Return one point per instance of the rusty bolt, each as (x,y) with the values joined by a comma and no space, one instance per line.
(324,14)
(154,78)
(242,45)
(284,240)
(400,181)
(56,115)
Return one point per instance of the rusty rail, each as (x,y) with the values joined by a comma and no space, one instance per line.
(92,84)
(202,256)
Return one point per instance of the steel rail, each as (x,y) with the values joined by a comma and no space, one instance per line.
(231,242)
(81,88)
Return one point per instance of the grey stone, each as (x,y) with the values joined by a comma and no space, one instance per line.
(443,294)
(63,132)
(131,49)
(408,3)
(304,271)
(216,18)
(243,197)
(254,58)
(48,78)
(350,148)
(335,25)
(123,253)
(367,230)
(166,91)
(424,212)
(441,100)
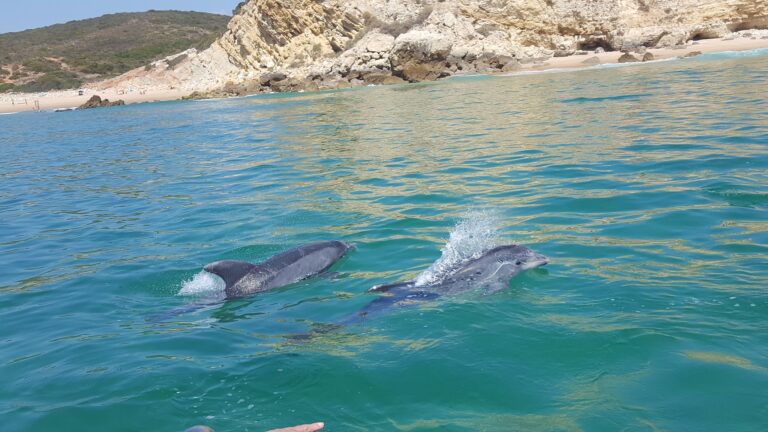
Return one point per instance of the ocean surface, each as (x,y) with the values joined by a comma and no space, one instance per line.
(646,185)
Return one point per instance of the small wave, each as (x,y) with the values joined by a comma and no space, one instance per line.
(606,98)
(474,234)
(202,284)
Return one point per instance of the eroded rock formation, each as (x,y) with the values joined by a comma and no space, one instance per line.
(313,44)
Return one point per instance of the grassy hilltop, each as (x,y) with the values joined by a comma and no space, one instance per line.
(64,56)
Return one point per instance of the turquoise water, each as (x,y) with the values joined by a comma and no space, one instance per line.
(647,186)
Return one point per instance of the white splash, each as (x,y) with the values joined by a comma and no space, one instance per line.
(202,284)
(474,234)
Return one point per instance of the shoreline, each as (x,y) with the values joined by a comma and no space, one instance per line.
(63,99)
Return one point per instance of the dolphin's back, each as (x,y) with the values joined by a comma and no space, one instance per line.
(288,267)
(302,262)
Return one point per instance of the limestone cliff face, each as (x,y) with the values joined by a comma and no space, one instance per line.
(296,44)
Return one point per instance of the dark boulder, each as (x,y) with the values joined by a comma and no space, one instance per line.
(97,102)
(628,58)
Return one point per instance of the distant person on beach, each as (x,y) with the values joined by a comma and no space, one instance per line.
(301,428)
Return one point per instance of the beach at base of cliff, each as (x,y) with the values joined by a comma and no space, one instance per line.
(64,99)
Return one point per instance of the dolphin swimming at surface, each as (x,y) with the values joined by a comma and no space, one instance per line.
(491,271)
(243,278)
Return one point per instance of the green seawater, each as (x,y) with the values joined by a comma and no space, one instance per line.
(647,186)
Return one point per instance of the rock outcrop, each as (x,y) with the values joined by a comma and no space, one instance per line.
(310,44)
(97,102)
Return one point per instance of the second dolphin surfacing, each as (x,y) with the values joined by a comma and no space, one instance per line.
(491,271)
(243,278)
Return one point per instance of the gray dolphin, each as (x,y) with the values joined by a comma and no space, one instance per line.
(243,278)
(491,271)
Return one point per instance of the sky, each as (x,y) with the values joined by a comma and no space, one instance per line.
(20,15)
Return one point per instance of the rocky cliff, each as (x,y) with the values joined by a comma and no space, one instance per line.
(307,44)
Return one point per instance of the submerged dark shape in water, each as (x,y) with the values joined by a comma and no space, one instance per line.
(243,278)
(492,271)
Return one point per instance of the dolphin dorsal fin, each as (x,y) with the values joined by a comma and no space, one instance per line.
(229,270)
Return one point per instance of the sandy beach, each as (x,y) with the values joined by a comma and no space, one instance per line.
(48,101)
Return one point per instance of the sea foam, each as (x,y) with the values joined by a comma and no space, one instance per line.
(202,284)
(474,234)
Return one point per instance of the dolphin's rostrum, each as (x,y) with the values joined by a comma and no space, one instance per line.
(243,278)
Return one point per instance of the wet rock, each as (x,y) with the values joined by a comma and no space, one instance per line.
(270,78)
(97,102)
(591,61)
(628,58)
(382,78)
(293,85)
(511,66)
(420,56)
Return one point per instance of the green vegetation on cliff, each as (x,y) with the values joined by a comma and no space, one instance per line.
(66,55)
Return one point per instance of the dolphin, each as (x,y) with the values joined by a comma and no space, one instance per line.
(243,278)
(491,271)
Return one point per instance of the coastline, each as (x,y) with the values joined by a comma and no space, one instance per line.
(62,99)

:::

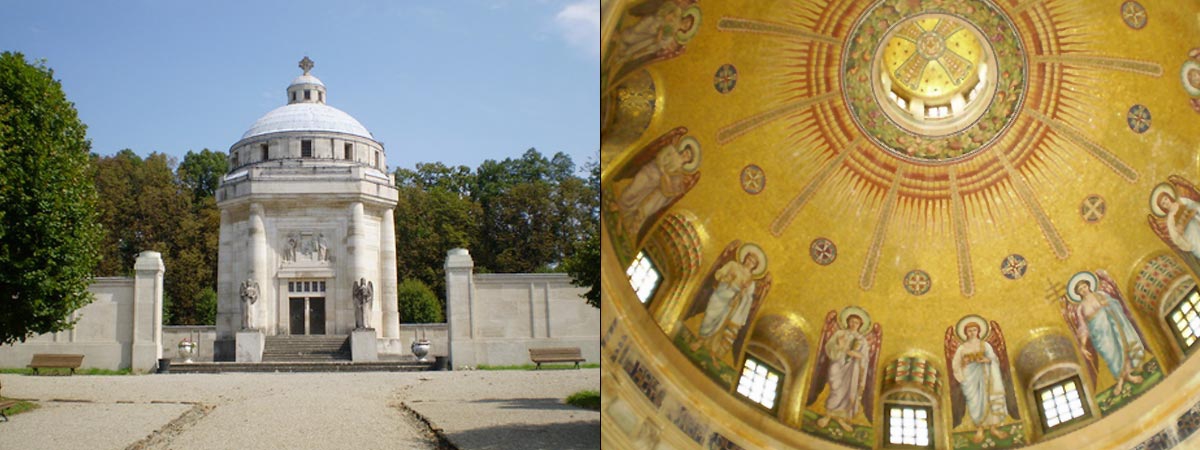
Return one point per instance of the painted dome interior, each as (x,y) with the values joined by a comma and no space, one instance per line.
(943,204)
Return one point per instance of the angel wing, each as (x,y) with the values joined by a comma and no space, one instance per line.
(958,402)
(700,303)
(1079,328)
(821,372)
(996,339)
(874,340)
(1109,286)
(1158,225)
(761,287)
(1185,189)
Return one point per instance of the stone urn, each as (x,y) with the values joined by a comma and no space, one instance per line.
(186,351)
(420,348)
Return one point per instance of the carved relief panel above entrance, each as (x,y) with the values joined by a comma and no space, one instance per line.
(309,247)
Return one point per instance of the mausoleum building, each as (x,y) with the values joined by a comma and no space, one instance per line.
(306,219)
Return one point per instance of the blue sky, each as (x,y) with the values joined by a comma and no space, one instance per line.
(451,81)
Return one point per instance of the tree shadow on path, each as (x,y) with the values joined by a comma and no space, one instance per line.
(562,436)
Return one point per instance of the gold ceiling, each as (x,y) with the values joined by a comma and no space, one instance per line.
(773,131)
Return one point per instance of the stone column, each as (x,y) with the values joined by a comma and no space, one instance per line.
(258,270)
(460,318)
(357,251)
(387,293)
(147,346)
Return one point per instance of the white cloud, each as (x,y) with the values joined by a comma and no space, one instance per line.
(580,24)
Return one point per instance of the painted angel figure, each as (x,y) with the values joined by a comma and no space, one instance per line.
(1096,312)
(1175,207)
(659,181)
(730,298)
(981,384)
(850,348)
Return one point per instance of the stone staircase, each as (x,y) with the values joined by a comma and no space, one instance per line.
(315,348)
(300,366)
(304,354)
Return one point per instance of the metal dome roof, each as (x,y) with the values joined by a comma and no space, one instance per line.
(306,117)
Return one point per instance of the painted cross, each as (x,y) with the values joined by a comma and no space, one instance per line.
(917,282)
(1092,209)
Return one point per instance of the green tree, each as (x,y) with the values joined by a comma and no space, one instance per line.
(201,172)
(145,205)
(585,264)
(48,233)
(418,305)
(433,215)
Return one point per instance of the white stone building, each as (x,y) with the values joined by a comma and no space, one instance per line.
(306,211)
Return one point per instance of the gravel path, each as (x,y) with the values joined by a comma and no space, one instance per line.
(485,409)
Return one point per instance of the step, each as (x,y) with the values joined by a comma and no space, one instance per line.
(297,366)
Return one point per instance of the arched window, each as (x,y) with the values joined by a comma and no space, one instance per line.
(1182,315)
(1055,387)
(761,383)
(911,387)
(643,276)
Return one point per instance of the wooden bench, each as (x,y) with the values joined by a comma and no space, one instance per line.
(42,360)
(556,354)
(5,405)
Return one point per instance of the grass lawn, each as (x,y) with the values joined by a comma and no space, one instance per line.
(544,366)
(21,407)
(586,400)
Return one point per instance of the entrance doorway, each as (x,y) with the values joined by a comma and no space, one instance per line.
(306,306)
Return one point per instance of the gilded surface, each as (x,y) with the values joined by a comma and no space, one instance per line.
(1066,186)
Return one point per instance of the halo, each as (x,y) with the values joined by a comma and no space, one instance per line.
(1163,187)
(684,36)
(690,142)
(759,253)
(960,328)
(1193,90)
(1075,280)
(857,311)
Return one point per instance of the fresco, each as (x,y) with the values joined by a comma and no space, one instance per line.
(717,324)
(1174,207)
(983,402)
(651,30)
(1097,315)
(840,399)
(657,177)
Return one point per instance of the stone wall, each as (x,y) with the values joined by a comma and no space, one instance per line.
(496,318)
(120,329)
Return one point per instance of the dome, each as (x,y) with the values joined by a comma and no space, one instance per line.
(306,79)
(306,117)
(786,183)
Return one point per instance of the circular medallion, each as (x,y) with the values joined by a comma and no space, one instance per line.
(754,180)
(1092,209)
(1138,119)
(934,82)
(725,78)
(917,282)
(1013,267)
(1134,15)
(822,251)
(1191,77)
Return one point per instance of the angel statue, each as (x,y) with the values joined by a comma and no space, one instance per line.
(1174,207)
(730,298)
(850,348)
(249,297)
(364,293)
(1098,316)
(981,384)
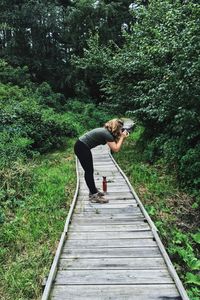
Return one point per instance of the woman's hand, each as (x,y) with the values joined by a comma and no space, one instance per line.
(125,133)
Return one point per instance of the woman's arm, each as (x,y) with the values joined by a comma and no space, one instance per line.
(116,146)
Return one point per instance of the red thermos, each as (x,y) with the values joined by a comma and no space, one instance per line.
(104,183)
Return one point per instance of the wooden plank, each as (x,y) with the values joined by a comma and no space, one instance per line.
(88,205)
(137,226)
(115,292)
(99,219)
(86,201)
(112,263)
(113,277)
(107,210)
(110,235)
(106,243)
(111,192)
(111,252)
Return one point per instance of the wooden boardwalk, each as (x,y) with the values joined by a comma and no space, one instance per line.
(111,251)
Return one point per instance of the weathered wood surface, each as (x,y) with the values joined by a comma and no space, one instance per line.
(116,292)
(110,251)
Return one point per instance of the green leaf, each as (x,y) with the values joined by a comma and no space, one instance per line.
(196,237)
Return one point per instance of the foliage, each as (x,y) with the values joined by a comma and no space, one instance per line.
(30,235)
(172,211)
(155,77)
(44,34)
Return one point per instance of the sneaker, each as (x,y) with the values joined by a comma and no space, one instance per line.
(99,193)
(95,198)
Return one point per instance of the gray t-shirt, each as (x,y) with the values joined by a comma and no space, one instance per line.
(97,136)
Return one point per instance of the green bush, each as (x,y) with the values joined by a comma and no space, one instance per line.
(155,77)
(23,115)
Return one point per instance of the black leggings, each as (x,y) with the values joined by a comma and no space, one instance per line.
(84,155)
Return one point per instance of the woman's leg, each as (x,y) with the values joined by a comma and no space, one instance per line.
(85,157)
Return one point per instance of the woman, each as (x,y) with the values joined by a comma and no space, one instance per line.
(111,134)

:::

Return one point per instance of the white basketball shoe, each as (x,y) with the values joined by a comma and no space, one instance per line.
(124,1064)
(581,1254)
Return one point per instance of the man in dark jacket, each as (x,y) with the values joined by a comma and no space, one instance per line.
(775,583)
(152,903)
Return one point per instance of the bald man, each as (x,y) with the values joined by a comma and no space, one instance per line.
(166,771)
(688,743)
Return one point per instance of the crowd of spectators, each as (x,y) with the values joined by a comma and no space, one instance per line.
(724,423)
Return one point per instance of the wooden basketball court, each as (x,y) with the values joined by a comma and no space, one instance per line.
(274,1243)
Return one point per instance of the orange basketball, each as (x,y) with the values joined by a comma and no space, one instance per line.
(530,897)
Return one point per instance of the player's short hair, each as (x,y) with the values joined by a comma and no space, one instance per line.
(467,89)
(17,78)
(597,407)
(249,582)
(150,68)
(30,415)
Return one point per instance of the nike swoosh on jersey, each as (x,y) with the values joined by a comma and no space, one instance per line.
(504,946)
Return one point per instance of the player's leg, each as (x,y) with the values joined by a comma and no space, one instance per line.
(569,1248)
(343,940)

:::

WRITTEN TASK. Please show every line of the items above that contains the word "rusty", matching case exactly.

EXERCISE OUTPUT.
Return one point per instance of the rusty bolt, each as (x,y) with the values joined by a comma and no space, one instance per line.
Return one point per instance of the rusty rail, each as (x,y) with the values joined by a comma and no space, one instance per line.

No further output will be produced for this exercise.